| Problem |
Retype the tail of the data exactly, starting at the line containing "of the boat" and stopping at the last line.

(Location labeling records)
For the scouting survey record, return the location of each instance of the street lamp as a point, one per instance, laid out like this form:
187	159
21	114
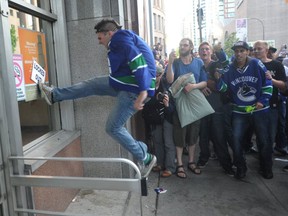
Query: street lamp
263	29
200	16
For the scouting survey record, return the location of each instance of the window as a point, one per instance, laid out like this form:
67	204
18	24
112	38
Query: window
30	36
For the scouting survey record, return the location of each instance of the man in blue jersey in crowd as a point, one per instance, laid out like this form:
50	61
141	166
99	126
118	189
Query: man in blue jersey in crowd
131	79
250	92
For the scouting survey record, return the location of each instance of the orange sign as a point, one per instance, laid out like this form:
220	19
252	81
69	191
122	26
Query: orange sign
33	47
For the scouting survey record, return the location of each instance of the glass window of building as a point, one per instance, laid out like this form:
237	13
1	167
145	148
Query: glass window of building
30	39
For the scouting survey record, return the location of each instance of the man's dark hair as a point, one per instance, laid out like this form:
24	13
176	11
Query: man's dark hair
106	25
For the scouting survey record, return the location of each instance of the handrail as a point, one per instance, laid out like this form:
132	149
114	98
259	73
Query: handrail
118	184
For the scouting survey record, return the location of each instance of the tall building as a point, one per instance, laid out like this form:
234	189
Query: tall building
159	24
264	20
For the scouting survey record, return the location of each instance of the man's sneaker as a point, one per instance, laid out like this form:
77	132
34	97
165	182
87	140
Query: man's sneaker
46	91
147	165
279	152
201	164
285	169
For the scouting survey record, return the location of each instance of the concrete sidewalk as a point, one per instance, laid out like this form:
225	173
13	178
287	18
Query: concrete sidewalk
211	193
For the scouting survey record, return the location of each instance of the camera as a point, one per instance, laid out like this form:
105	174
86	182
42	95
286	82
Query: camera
160	96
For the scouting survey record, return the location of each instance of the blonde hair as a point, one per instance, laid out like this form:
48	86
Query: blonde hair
261	42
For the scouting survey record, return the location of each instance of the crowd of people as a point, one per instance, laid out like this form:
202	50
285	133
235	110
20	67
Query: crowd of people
241	94
243	91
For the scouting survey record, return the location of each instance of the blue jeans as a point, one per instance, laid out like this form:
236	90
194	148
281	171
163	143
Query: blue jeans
120	114
241	123
95	86
273	123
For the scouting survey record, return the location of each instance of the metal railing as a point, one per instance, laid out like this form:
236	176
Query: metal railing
137	184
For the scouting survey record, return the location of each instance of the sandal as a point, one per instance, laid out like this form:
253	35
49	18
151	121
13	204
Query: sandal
181	172
166	173
194	168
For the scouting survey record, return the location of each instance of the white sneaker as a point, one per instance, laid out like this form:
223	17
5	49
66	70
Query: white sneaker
46	91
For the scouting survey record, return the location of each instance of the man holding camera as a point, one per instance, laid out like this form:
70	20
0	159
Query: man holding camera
212	127
250	92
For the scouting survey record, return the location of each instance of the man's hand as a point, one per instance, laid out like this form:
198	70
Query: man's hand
139	102
206	91
258	106
268	75
217	75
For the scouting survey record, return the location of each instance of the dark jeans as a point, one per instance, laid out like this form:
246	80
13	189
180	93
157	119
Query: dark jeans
241	124
212	129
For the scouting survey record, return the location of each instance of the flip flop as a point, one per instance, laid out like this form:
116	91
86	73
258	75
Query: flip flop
180	172
194	168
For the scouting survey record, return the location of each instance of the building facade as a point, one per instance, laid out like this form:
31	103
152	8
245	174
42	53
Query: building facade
59	36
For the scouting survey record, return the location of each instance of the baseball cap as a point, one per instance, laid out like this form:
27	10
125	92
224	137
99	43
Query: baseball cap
272	49
242	44
106	25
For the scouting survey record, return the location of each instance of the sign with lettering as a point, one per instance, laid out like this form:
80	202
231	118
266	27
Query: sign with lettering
19	77
38	73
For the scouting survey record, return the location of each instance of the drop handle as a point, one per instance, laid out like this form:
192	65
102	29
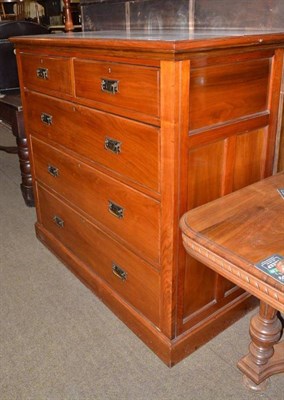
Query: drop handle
109	85
53	171
42	73
46	118
58	221
119	272
113	145
116	210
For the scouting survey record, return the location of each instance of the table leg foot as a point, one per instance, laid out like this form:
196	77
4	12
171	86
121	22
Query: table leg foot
266	355
262	387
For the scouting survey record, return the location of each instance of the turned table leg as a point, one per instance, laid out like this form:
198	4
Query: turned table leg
266	354
23	154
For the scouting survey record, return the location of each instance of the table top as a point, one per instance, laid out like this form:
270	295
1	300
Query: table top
172	41
245	228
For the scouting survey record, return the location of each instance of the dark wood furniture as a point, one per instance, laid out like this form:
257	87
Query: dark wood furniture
177	14
231	236
128	131
11	112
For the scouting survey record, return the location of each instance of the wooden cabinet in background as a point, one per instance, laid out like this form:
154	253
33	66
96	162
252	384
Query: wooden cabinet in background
129	131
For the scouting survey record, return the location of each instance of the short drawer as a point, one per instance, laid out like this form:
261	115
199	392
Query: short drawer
127	147
132	216
126	86
135	280
47	74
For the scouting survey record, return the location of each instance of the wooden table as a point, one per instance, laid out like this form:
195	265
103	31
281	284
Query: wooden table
232	235
11	112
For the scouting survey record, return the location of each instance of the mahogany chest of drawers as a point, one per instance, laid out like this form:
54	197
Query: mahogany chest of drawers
127	131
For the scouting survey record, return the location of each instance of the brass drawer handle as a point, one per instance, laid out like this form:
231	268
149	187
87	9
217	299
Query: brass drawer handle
58	221
113	145
109	85
46	119
53	171
42	73
116	210
119	272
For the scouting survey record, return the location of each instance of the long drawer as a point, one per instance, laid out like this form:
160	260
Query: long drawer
47	74
130	215
127	147
123	85
135	281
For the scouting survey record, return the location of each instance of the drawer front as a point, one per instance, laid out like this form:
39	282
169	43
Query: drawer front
47	74
134	280
127	147
126	86
132	216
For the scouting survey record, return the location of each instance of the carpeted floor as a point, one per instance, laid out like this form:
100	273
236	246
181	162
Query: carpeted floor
59	342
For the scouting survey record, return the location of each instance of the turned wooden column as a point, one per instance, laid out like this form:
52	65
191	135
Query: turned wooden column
68	16
263	360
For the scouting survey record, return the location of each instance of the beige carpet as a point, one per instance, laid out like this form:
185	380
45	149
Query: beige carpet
59	342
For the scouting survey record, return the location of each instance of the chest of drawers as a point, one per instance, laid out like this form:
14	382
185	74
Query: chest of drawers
126	134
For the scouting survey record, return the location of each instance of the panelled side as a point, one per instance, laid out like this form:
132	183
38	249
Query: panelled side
231	143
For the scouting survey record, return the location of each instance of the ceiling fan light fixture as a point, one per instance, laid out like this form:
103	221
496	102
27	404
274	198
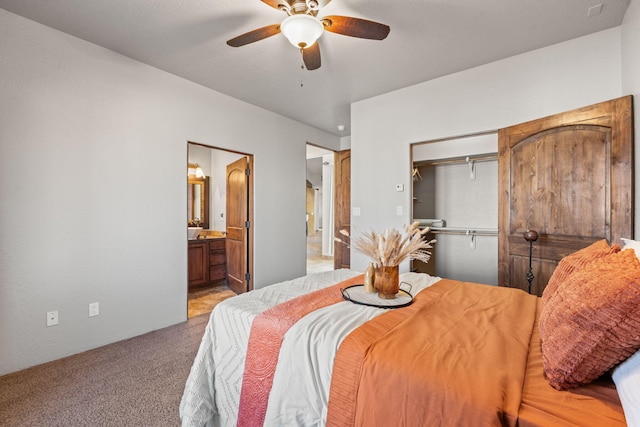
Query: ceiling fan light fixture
302	30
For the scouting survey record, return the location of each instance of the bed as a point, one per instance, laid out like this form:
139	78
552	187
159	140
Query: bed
297	353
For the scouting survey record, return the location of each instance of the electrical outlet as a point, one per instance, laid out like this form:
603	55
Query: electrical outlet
94	309
52	318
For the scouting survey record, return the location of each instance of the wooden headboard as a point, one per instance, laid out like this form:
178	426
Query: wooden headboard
570	178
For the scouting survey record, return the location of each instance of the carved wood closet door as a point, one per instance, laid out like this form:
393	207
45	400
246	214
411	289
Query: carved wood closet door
570	178
238	215
342	207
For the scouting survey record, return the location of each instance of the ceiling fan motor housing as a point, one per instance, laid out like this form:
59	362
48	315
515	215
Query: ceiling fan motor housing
302	30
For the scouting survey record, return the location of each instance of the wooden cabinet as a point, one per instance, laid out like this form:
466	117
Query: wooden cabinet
217	261
207	261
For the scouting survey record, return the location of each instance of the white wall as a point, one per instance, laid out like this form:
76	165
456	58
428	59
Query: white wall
631	83
536	84
93	148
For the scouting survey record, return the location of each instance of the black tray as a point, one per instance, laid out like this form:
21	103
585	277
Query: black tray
357	295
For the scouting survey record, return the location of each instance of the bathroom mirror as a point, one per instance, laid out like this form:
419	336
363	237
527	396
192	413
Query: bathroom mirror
198	202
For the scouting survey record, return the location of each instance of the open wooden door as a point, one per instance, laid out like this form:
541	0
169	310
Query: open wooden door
570	178
238	226
342	207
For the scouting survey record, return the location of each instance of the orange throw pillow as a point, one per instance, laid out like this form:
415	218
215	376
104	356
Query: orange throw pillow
591	321
574	262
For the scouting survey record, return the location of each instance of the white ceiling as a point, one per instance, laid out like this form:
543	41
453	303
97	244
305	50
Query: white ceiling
428	39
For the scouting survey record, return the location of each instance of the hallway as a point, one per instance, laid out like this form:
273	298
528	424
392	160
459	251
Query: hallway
315	261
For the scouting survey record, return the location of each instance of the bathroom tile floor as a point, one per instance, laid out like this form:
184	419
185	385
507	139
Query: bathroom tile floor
202	301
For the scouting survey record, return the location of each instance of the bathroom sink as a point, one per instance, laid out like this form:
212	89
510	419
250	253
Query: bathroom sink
193	232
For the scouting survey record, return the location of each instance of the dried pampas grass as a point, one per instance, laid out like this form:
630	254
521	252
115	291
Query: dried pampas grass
390	248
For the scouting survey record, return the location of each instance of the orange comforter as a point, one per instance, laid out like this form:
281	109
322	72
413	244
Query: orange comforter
457	356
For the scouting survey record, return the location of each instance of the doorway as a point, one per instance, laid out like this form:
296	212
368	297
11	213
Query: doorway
211	257
319	209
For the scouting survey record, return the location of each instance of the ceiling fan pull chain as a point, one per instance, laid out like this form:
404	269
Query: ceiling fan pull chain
302	67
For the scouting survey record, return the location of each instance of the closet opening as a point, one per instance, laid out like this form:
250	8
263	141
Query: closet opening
455	194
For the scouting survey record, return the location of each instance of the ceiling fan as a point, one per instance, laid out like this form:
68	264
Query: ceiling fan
303	28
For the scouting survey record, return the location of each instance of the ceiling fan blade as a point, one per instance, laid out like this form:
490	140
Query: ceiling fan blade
255	35
311	57
356	27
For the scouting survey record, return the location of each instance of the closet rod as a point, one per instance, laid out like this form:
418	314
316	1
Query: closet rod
465	231
454	160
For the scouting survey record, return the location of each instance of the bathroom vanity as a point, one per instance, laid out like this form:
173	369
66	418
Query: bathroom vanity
207	262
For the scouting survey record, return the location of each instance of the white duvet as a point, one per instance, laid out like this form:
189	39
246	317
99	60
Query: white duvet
300	391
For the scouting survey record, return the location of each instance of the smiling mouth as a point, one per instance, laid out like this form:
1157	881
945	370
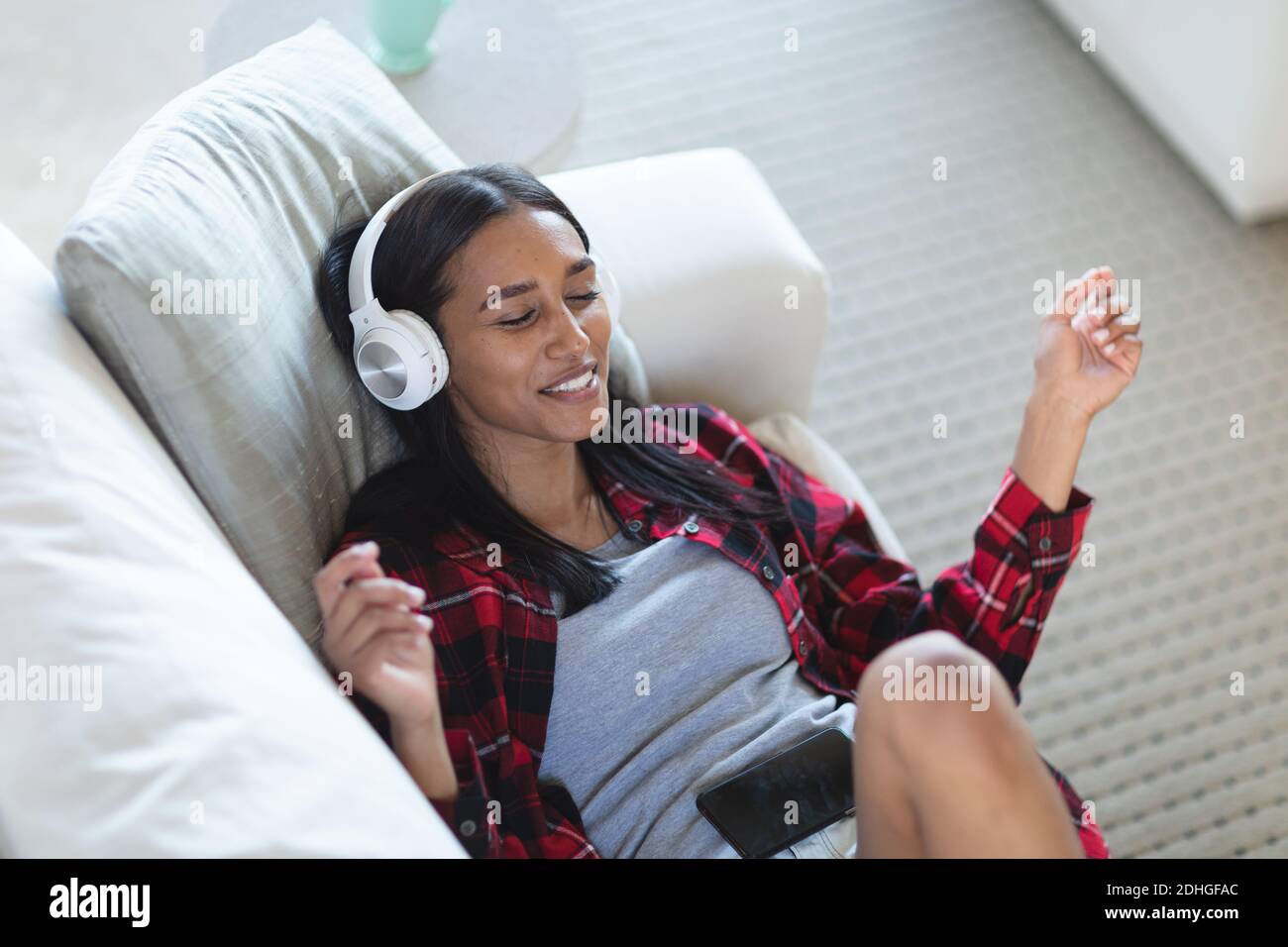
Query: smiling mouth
578	384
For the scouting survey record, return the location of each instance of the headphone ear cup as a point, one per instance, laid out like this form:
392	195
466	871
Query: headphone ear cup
402	361
428	348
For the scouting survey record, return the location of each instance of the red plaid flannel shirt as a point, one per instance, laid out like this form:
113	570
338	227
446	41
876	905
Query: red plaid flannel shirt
842	602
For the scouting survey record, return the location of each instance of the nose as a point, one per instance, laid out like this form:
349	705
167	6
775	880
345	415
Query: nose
568	341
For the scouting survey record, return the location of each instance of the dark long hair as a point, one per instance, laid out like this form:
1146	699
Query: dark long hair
438	484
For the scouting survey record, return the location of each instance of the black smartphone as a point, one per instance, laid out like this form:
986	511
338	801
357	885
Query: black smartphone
811	781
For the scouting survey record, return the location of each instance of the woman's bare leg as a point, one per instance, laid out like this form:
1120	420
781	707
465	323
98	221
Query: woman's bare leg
936	779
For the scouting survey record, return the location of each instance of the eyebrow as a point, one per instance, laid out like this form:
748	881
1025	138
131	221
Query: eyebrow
518	289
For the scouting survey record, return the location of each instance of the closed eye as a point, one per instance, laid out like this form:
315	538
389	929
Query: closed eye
531	313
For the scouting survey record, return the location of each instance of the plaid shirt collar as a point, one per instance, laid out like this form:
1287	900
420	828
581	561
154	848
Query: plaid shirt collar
473	552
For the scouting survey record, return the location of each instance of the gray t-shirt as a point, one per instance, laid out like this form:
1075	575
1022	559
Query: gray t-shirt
679	680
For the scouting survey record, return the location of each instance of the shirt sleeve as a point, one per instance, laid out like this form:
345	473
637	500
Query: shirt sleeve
475	815
468	814
997	600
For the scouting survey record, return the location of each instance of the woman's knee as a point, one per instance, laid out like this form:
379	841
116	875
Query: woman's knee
932	688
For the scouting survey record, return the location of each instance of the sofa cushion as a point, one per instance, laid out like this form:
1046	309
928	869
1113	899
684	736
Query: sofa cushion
200	723
236	184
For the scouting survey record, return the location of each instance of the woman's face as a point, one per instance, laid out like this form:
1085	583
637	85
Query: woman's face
519	325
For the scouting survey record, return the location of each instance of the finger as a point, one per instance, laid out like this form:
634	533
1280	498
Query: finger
359	561
1125	352
376	621
1115	329
1119	304
370	592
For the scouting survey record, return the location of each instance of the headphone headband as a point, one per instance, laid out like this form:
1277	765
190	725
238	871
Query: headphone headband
365	252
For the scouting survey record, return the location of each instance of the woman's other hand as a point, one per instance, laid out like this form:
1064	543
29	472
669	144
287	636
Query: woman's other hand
1090	347
373	631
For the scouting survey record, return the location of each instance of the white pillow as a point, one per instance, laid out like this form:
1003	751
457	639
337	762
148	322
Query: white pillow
217	732
240	179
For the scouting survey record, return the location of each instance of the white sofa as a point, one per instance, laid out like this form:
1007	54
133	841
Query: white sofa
204	724
1212	77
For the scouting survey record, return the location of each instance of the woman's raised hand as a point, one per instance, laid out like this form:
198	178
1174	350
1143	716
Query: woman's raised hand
1090	347
373	631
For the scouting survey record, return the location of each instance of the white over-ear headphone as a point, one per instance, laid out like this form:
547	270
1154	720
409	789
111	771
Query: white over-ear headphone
398	356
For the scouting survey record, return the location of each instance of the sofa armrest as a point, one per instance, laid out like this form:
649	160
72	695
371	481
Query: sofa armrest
709	266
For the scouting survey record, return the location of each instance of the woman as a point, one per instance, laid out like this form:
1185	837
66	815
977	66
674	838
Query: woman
509	527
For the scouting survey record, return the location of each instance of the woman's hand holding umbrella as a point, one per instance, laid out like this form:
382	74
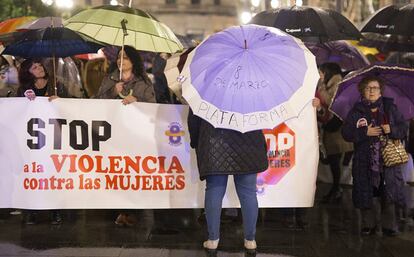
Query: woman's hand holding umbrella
129	99
373	131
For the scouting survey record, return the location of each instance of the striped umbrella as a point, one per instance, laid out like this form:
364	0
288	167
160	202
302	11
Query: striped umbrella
143	31
11	25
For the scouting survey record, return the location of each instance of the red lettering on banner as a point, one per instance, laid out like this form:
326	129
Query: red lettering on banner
114	164
89	163
99	165
51	183
129	163
280	152
145	166
145	182
58	164
117	164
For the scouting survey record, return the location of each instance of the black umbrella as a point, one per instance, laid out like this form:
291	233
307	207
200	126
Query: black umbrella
392	20
50	42
311	24
390	29
388	43
406	59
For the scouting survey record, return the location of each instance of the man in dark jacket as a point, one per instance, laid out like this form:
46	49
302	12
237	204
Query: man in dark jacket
223	152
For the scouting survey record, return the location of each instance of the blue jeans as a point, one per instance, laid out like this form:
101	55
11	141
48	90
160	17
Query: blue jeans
246	191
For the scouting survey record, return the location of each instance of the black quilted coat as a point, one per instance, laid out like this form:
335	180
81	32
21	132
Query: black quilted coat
224	151
362	191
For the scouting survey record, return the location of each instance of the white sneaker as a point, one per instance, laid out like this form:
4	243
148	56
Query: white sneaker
211	244
250	244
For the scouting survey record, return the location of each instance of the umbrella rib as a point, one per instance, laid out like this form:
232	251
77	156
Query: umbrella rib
115	27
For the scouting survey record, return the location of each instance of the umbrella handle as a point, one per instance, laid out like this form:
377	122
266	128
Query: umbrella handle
129	94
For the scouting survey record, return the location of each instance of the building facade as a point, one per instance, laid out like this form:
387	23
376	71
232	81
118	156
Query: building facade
199	18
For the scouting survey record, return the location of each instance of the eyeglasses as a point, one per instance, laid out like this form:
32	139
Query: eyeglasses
372	89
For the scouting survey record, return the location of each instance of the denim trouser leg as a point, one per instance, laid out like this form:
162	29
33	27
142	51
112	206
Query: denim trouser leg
246	191
215	190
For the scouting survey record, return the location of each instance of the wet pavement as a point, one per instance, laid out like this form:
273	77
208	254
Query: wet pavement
332	230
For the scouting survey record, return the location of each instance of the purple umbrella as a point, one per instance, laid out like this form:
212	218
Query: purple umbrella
249	77
399	85
341	52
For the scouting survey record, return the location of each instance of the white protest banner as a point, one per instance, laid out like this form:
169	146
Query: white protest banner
84	153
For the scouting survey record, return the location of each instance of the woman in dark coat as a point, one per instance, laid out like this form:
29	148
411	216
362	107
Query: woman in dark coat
223	152
134	85
336	147
373	183
34	81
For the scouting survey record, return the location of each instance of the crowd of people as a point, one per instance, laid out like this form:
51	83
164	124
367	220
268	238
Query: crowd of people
376	190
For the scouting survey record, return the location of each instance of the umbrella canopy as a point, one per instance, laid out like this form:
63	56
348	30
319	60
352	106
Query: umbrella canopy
11	25
390	29
388	43
311	24
406	59
173	68
186	41
340	52
249	77
398	85
51	42
42	23
144	32
391	20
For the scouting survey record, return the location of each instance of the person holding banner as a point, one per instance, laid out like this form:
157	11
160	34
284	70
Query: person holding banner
129	82
34	81
376	188
224	152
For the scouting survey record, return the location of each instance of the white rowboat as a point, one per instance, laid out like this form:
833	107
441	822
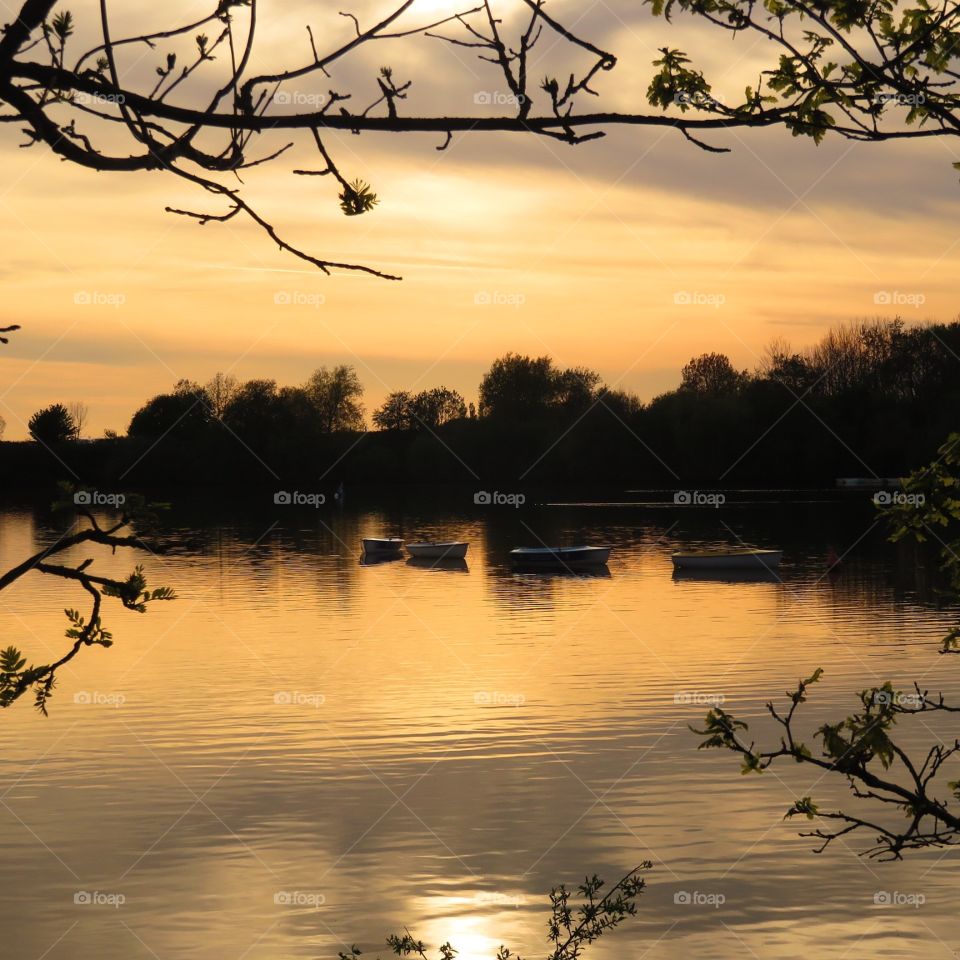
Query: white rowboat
438	551
382	545
561	556
728	559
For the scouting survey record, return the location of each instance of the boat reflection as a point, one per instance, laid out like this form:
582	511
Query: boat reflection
375	559
440	563
731	575
543	571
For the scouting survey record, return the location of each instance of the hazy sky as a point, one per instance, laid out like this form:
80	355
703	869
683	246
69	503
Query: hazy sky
505	243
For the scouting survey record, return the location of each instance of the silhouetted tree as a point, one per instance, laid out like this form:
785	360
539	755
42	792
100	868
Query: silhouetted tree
711	374
433	408
336	395
253	412
79	412
394	412
52	424
186	410
220	391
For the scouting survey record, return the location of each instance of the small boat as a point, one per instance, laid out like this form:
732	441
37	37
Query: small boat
378	545
869	483
438	551
561	556
727	559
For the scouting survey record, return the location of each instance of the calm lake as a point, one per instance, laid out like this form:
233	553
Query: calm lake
302	753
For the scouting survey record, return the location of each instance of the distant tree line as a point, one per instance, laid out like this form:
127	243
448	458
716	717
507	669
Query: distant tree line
870	398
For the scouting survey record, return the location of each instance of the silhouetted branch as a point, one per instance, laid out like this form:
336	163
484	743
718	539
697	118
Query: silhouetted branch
912	64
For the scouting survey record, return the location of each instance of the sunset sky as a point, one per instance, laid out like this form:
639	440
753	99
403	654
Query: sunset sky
582	251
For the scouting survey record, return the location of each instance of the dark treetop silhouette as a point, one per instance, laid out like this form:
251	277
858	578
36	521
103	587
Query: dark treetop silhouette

| Problem solution |
For the scouting survey record, return the location of each instance of the boat reflection as a point, one per instance, laid out like this form:
582	511
Query: boat reflection
375	559
440	563
731	575
543	571
For the scouting survey record, return the location of each instance of the hazy sky as a point, one per instance, laid out like this form:
80	355
703	869
683	246
69	503
Query: hazy sky
505	243
For the scouting survey record, return the location of each instance of the silhouetted tree as a point, one per instance, laid out like this form:
785	360
539	755
42	792
100	868
Query: silhouetted tree
711	374
433	408
336	395
253	412
79	412
394	412
52	424
186	410
220	391
For the scouting survey record, return the location of each instance of the small boat as a point, one per instance, laid out like this form:
732	441
37	37
Query: small boat
378	545
869	483
438	551
561	556
727	559
For the scouting survey record, return the location of each instance of the calm lake as a point, one per instance, laid out like this form:
233	553
Query: calm lake
302	753
For the scouting survey record, return the location of each instance of the distant tree line as a point, one per instance, laid out like this form:
127	243
448	458
716	717
507	669
Query: distant tree line
870	398
For the scouting survey record, return the location of each instance of the silhouetted branch as a point, one per instance, laid out like this form:
336	163
484	743
718	539
697	118
Query: silhouetted branch
912	64
For the scouting survey record, return the location of each instance of the sunset sky as a point, one per instance, laid out like this form:
639	440
753	99
403	654
Query: sunset sky
582	251
For the scouting survey record, return the location of each instance of the dark treetop silhouette as a point, one per instance, laid out like this form:
251	277
858	578
36	521
103	587
Query: dark treetop silhouette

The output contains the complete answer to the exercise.